[Фрагмент текста]:
======

Поклонники, равно как и оркестры, могут быть верными или непостоянными. Вкусы меняются, а мода порой становится жестокой судьей. Как же дирижеру в этой буре непостоянных вкусов и жажды нового исполнять неизменный репертуар с редкими вкраплениями премьер, при том что наше искусство всегда было чуждо дискриминации по возрасту, а во многих случаях возраст воспринимается как синоним опыта и мудрости? Кого мы хотим увидеть в роли дирижера «Фальстафа»: молодого выскочку или кого-то, кто ближе по возрасту к Верди, когда тот сочинил оперу (это случилось, когда ему было семьдесят девять)? Великий британский актер Энтони Хопкинс замечал, что, играя короля Лира на сцене, чувствовал себя слишком молодым. «Ирония здесь заключается в том, что, когда ты достаточно стар, чтобы играть эти роли, ты уже слишком стар!»[32]
Опыт прекрасного выступления делает зрителей равными партнерами исполнителей. Когда аудитория становится единым целым, она, подобно оркестру, приобретает силу племени. Если эта объединенная сила враждебна к вам, порой бывает очень страшно. В 1964 году зрители на представлении «Бала-маскарада» Верди в Парме были настроены настолько недружелюбно, что об этом сообщил журнал Time, — в частности, потому, что американский баритон Корнелл Макнил подошел к краю сцены и прокричал разбушевавшейся толпе: «Enough, you cretins!»[33]
В апреле 1985 года я приехал в Милан, чтобы дирижировать четырьмя представлениями «Турандот». На половине пути состав исполнителей должен был серьезно поменяться: вместо звезд планировались менее известные артисты. Однако всё перевернулось, когда мы узнали, что на третий спектакль должны прийти принц Чарльз и принцесса Диана, причем не как частные лица, а как принц и принцесса Уэльские: это был первый официальный визит представителей британской монархии в «Ла Скала».
Звезды решили петь на первом представлении, а потом на третьем — хотя это не планировалось — и пропустить второе, чтобы отдохнули голоса. В «Ла Скала», конечно же, хотели произвести на принца и принцессу наилучшее впечатление, потому согласились на новый план. Но встала проблема найти кого-то — всё равно кого — для второго представления. Артисты, с которыми заключили договор на третий и четвертый спектакли, не согласились отказаться от третьего и выступить во втором, восприняв это как унижение. Однако они разрешили «Ла Скала» заплатить им за пропущенный третий вечер и собирались выступить в четвертый и последний раз.
Меня позвали на прослушивание сопрано для второго выступления. Она пела устрашающе трудную арию, которую я упоминал выше, и получалось не очень хорошо. Но Чезаре Мацонис, опытный и практичный художественный руководитель «Ла Скала», решил, что другой возможности нет. Он заверил, что зрители не будут протестовать, потому что он «позаботится о клаке».

======

[Представленные данные]:

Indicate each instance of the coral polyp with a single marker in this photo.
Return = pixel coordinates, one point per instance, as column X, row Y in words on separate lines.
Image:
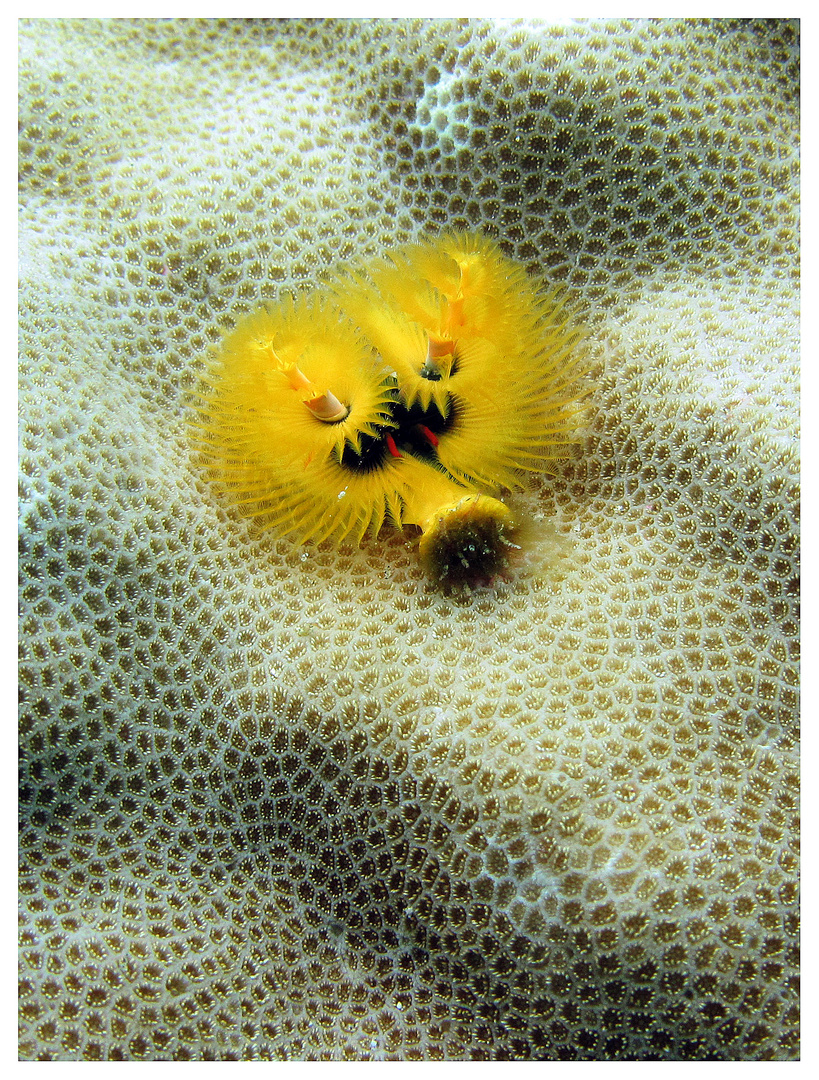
column 412, row 391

======

[Задания]:
1. Определите, согласуются ли утверждения (а), (б) и (в) с отрывком о дирижере и публике. Ответьте «да» или «нет» и приведите дословно решающие слова отрывка: (а) Верди сочинил «Фальстафа» в семьдесят девять лет; (б) представление «Бала-маскарада» в Парме, о котором сообщил журнал Time, прошло в 1985 году; (в) артисты, нанятые на третий и четвертый спектакли, согласились выступить во втором.
2. Продолжите отрывок о дирижере и публике, начав сразу после его последнего предложения.
Перечень выше — отдельный материал.

[Ответы]:
1.
(а) Да: «это случилось, когда ему было семьдесят девять».
(б) Нет: «В 1964 году зрители на представлении «Бала-маскарада» Верди в Парме».
(в) Нет: «не согласились отказаться от третьего и выступить во втором».

2.
Традиция иметь клаку восходит ко временам Римской империи, хотя само слово пришло из французского и подражает звуку аплодисментов: «Клак!» Клака — это группа людей, которым дают бесплатные билеты (а иногда платят деньги), чтобы они аплодировали артисту. Порой они освистывают выступление, если им не заплатили или если их перекупил конкурирующий артист. В «Ла Скала» поддерживали хорошие отношения с лидером клаки, и в тот вечер немало денег перешло из одного кармана в другой, чтобы вечер обошелся без скандала.
Когда я прибыл в театр перед вторым представлением, то обнаружил в camerino (гримерке дирижера) огромный букет цветов. Роскошный подарок сопровождался запиской, в которой говорилось: «Желаю вам отлично выступить. К сожалению, я буду за границей. Искренне ваш, Чезаре Мацонис».
Актер Зеро Мостел рассказал, что, когда он сидел без работы, продюсер Дэвид Меррик платил ему и другим безработным актерам, чтобы они смеялись и аплодировали на представлении «Свахи», создавая таким образом хорошее настроение у публики и способствуя долгой жизни спектакля. Нынешним телезрителям подсказывают, когда нужно смеяться, с помощью закадрового смеха. Людям нравится веселиться, а артистам нравится, когда им аплодируют. Средство работает. Но этично ли оно? Несколько лет назад Лос-Анджелесский филармонический оркестр решил не раздавать бесплатные билеты, что делалось для заполнения зала и создания иллюзии успеха. В результате заплатившие зрители сидели между пустых мест, и это так разрушительно повлияло на настрой оркестра, аудитории и всей организации, что совет директоров восстановил практику раздачи билетов — особенно когда на концерте ожидались важные критики.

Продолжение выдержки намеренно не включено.